> _EXTRAIT_
____

Mais il importe de se rappeler que si la doctrine brechtienne de l’activité fut un jour stimulante parce que l’activité et la praxis étaient très précisément à l’ordre du jour, elle est à présent d’autant plus capitale et d’actualité que ces thèmes ont précisément disparu de l’agenda, que beaucoup de gens paraissent immobilisés dans des institutions et dans une vie professionnelle qui semblent ne rendre possible aucun changement révolutionnaire, pas même sur le mode de l’évolution ou de la réforme. La stagnation aujourd’hui, partout présente à travers le monde sous la double condition du marché et de la mondialisation, de la marchandisation et de la spéculation financière, ne prend pas même le sinistre sens religieux d’une Nature implacable ; elle semble plutôt ne laisser aucune véritable place à l’action humaine et avoir rendu celle-ci obsolète.

C’est pourquoi une conception brechtienne de l’activité doit aujourd’hui aller de pair avec un renouveau de l’ancienne signification précapitaliste du temps lui-même, du changement ou du flux des choses : car c’est le mouvement de ce grand fleuve du temps – soit le Tao – qui nous ramènera progressivement en aval vers le moment de la praxis. Nous avons dû l’occulter et le refouler parce que nous en sommes venus à penser le capitalisme comme étant naturel et éternel et, en outre, afin de mieux dissimuler cet événement existentiel et générationnel qui lui est lié, à savoir notre propre mort. Brecht nous enjoint à embrasser la douleur de ce Devenir, de cette disparition, afin de conquérir des perspectives humaines plus heureuses. C’est sans doute une proposition métaphysique dans le sens le plus noble du terme : et nous pouvons pour en témoigner convoquer, au choix, Héraclite dans une tradition, ou bien Mao Zedong dans une autre :

Une chose en détruit une autre, les choses émergent, se développent et sont détruites, c’est comme ça partout. Les choses qui ne sont pas détruites par d’autres choses se détruisent elles-mêmes. Pourquoi les gens meurent-ils ? L’aristocratie meurt-elle aussi ? C’est une loi naturelle. Les forêts vivent plus longtemps que les hommes, et pourtant même elles ne durent que quelques milliers d’années. (…) Le socialisme aussi sera éliminé, ça n’irait pas s’il ne l’était pas, car alors il n’y aurait pas de communisme. (…) La vie de la dialectique est le mouvement continu vers les contraires. L’humanité aussi ira à sa fin. (…) Nous devrions faire sans cesse progresser de nouvelles choses. Sinon que faisons-nous là ? Pourquoi voulons-nous des descendants ? Les choses nouvelles sont à découvrir dans la réalité, nous devons saisir la réalité 8.

____

> _INFORMATIONS EXTRAITES_
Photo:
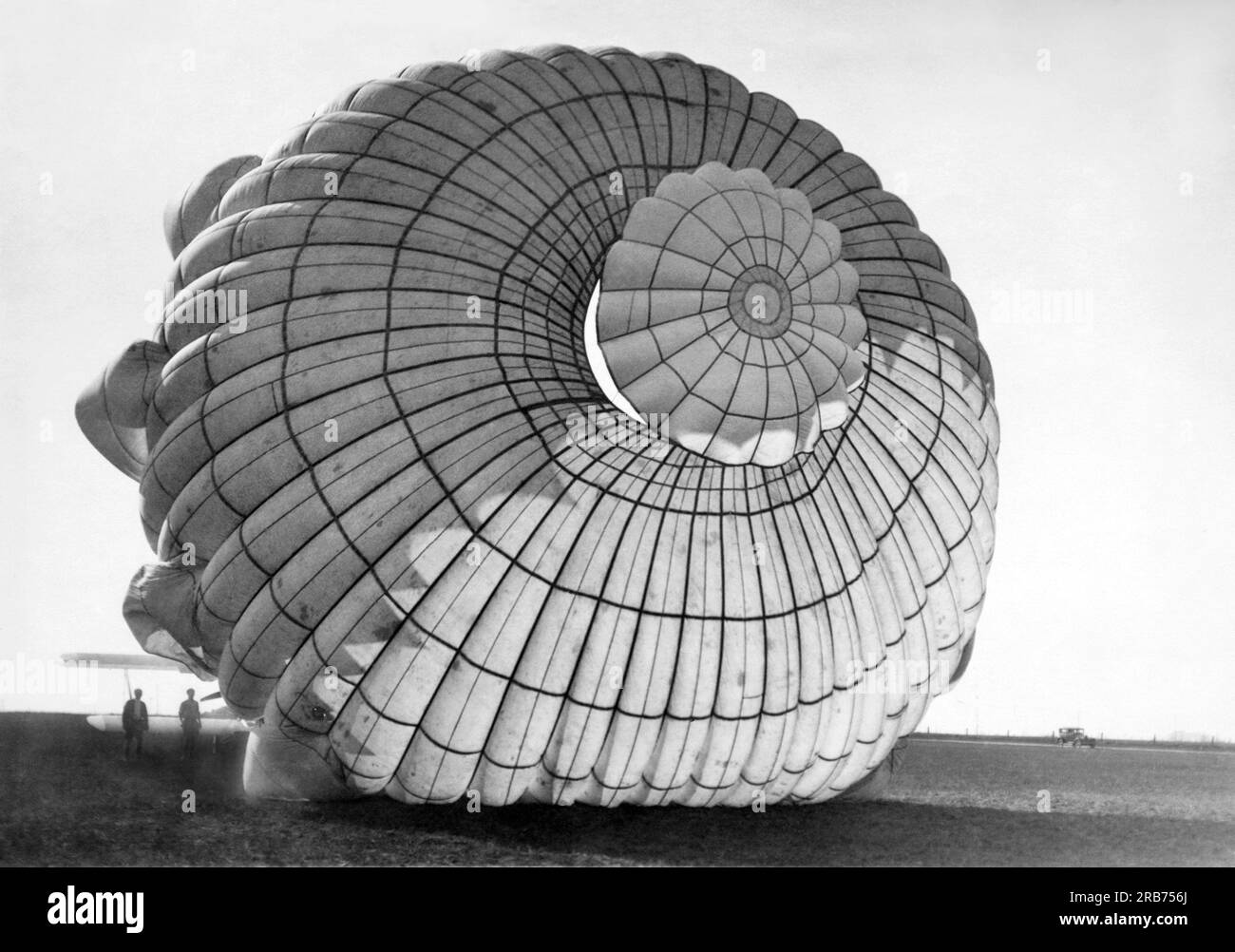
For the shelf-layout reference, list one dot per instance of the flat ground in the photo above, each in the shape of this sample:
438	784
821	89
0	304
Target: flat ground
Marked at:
66	798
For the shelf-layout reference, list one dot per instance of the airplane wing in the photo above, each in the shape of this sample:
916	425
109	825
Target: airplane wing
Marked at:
124	662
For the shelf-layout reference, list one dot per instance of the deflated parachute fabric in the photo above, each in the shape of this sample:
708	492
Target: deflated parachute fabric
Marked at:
377	520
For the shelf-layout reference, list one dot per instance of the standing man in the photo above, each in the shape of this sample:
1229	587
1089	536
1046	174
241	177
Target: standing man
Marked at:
190	722
135	721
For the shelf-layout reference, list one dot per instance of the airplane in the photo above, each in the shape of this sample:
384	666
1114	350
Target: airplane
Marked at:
217	724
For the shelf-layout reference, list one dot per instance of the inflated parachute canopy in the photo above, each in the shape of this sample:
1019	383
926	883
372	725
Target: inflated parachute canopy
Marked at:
383	483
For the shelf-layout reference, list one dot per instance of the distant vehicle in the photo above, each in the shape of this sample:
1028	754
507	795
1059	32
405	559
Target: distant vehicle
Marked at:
217	724
1075	736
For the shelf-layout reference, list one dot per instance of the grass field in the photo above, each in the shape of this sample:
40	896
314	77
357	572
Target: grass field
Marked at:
66	798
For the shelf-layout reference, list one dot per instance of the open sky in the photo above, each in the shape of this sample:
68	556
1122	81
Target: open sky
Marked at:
1079	155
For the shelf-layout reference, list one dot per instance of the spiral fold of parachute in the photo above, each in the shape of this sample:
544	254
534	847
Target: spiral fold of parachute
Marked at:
381	524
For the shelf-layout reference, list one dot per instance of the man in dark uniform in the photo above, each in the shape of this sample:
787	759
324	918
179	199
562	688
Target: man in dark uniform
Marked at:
190	722
135	721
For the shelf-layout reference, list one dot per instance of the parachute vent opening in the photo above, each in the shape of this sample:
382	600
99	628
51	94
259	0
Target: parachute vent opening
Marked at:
597	361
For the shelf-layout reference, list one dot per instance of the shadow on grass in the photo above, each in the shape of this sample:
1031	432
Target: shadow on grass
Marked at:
68	798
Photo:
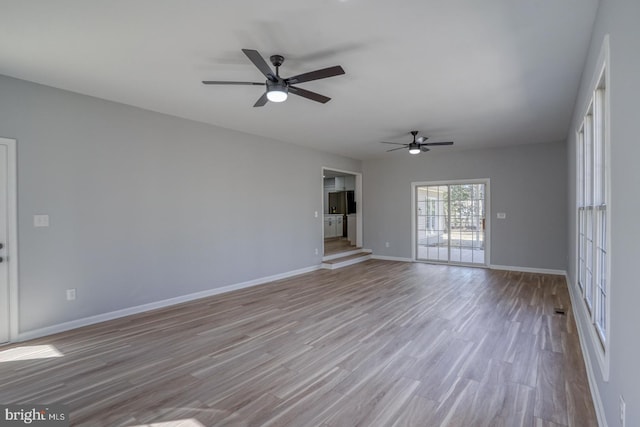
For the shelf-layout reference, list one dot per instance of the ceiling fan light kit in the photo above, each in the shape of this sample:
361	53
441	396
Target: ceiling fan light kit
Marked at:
276	91
418	145
278	88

____

> _VOS CONSIGNES_
Répondez à ces questions sur l'extrait consacré à Brecht :
1. Quel nom l'extrait donne-t-il au grand fleuve du temps ?
2. Quelles deux figures peut-on convoquer pour témoigner de la proposition métaphysique ?
3. Selon la citation, combien de temps durent les forêts ?

> _RÉSULTAT_
1. Le Tao.
2. Héraclite et Mao Zedong.
3. Quelques milliers d'années.